Text passage:
--------------------------------

[vox-tech] shell script challenge
Shawn P. Neugebauer
vox-tech@lists.lugod.org
Wed, 7 Aug 2002 21:22:55 -0700
On Wednesday 07 August 2002 08:35 pm, Micah Cowan wrote:
> GNU Linux writes:
> > On Wed, Aug 07, 2002 at 12:20:14PM -0700, Chris McKenzie wrote:
> > > I'm using cygwin and I was given the request by my boss to remove all
> > > duplicate files from the server
> > > the server is on the x: drive of the windows machine which means that
> > > cygwin saw it as /cygwin/x
> > > I forget exactly what command I ran toget checksums.txt
> > > but it is in the format
> > >
> > > <checksum> *x:<filename>
> > >
> > > The challenge is to find the duplicate checksums and print the file
> > > name of those checksums. This is tricky because the directories
> > > contain spaces
> >
> > md5 is a better way to go than checksums.
>
> Er... no. MD5 *is* a checksum.
his point is valid, even if the semantics are confusing:
* md5 is a cryptographic hash function. it was designed so that two inputs
would collide with incredibly small probability *and* such collisions would
be very difficult to find. md5sum uses it to produce a value that can act
as a "checksum" for a file or other input data. for most purposes, it can
be assumed that two inputs producing the same md5 "checksum" are identical.
* sum also produces a value that can act as a "checksum," but it is far
from cryptographically secure. no doubt it has a much higher probability of
collision.
the implication is that two inputs producing the same sum "checksum" have a
higher probability of actually being different than two inputs producing the
same md5 "checksum".
shawn.

--------------------------------

Dataset content:

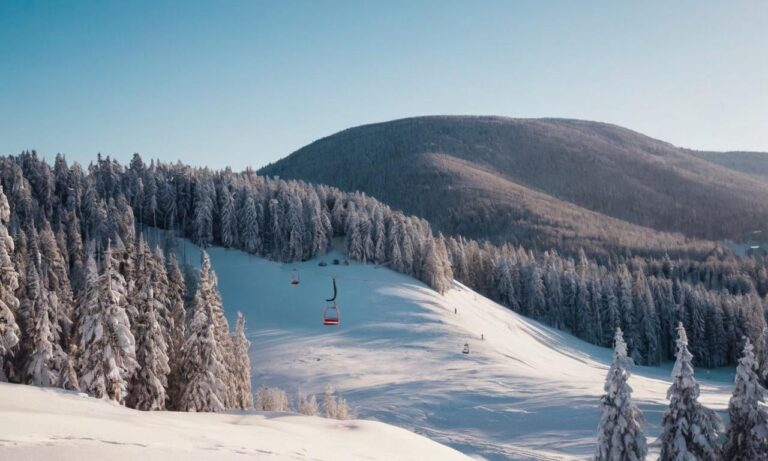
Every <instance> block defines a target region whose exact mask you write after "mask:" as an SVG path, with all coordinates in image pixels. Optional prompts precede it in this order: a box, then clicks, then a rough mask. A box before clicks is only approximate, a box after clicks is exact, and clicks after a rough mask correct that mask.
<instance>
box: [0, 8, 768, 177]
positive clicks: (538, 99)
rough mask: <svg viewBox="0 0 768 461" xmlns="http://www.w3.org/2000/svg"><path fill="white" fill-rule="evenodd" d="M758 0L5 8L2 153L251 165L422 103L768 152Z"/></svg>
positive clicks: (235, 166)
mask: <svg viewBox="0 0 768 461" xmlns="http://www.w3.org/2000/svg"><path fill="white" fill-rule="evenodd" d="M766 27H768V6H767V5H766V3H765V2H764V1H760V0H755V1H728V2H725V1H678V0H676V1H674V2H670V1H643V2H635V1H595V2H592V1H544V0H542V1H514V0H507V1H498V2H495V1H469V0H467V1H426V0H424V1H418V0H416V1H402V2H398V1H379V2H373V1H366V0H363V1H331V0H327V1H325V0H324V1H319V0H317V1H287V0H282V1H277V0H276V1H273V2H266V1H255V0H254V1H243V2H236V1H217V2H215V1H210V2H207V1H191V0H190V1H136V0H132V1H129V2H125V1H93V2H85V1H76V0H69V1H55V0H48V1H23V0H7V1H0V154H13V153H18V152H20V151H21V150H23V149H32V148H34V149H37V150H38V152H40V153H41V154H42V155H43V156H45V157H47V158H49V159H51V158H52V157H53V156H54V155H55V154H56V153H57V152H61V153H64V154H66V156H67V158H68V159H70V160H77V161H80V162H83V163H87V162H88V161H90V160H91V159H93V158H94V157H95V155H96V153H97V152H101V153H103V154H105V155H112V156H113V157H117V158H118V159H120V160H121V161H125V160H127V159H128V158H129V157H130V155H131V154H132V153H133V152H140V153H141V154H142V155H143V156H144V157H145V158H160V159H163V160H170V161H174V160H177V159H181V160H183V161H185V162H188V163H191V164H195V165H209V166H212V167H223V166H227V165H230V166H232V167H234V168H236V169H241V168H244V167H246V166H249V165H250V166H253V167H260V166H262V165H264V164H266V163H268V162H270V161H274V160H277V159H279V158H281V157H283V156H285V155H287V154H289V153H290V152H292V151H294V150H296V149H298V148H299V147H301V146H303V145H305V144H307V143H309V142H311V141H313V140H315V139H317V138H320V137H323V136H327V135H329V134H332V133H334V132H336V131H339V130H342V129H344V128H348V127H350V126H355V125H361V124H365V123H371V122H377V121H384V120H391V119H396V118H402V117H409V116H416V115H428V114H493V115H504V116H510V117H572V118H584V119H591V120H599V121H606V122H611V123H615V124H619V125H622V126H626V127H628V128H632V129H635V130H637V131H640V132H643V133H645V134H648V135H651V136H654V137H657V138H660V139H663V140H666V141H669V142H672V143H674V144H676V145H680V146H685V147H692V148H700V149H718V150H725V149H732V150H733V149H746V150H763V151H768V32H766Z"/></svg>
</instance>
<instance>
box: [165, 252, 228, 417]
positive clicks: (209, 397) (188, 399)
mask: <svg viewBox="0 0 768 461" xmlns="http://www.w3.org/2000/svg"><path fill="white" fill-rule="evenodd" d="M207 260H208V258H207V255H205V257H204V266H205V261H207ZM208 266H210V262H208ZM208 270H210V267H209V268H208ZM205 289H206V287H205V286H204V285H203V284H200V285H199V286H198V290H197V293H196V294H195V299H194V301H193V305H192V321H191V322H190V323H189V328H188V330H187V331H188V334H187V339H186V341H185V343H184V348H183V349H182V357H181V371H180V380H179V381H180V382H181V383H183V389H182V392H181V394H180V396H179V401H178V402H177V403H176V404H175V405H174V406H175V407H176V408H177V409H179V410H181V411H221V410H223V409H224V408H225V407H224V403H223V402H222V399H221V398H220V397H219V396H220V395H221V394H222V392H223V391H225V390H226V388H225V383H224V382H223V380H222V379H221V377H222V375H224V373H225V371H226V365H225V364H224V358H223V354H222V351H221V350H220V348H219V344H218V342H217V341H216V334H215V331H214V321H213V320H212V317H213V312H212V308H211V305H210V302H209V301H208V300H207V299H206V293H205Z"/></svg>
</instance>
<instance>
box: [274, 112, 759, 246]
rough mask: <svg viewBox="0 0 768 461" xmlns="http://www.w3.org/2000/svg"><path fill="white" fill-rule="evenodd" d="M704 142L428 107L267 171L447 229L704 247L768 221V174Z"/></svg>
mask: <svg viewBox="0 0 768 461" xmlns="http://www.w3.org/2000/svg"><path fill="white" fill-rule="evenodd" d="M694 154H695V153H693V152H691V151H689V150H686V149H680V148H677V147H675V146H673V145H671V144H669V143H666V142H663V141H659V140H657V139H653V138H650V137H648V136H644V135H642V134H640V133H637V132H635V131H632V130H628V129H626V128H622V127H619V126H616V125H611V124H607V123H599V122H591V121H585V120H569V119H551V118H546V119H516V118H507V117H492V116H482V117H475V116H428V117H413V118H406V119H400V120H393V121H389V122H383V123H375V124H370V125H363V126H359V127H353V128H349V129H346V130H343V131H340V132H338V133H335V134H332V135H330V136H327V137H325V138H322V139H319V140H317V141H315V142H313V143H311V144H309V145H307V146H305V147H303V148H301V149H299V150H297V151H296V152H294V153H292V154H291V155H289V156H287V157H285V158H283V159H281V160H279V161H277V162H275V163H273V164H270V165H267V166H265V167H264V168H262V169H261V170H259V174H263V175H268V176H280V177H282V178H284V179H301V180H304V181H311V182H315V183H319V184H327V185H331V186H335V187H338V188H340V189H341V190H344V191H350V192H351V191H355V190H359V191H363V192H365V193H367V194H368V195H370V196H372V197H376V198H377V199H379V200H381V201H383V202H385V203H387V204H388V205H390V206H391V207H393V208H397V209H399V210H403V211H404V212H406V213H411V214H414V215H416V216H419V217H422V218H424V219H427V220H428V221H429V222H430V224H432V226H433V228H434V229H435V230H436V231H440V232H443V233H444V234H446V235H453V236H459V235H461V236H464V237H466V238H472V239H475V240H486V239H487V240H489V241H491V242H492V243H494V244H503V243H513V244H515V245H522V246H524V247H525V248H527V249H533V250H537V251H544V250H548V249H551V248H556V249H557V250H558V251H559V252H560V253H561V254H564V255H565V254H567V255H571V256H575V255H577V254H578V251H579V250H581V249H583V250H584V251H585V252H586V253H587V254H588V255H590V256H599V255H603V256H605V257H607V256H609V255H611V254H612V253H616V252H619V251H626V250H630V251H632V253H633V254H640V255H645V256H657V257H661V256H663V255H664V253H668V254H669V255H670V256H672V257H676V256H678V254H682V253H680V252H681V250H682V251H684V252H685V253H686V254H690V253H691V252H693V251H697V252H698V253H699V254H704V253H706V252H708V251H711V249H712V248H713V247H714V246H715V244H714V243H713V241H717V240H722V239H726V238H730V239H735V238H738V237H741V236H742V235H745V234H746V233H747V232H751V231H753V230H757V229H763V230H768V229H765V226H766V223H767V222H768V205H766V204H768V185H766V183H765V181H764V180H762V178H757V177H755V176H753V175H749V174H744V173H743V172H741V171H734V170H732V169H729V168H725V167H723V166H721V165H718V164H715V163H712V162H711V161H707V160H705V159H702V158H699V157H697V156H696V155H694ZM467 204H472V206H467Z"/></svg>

--------------------------------

Problems to work on:
**1.** In the post about checksums, what kind of function is md5 described as?
**2.** Quote the records from their start through the line containing "positive clicks: (235, 166)", inclusive, leaving out the pictures.
The mailing-list post and the records have nothing to do with each other.

Your responses:
**1.** A cryptographic hash function.

**2.**
Every <instance> block defines a target region whose exact mask you write after "mask:" as an SVG path, with all coordinates in image pixels. Optional prompts precede it in this order: a box, then clicks, then a rough mask. A box before clicks is only approximate, a box after clicks is exact, and clicks after a rough mask correct that mask.
<instance>
box: [0, 8, 768, 177]
positive clicks: (538, 99)
rough mask: <svg viewBox="0 0 768 461" xmlns="http://www.w3.org/2000/svg"><path fill="white" fill-rule="evenodd" d="M758 0L5 8L2 153L251 165L422 103L768 152Z"/></svg>
positive clicks: (235, 166)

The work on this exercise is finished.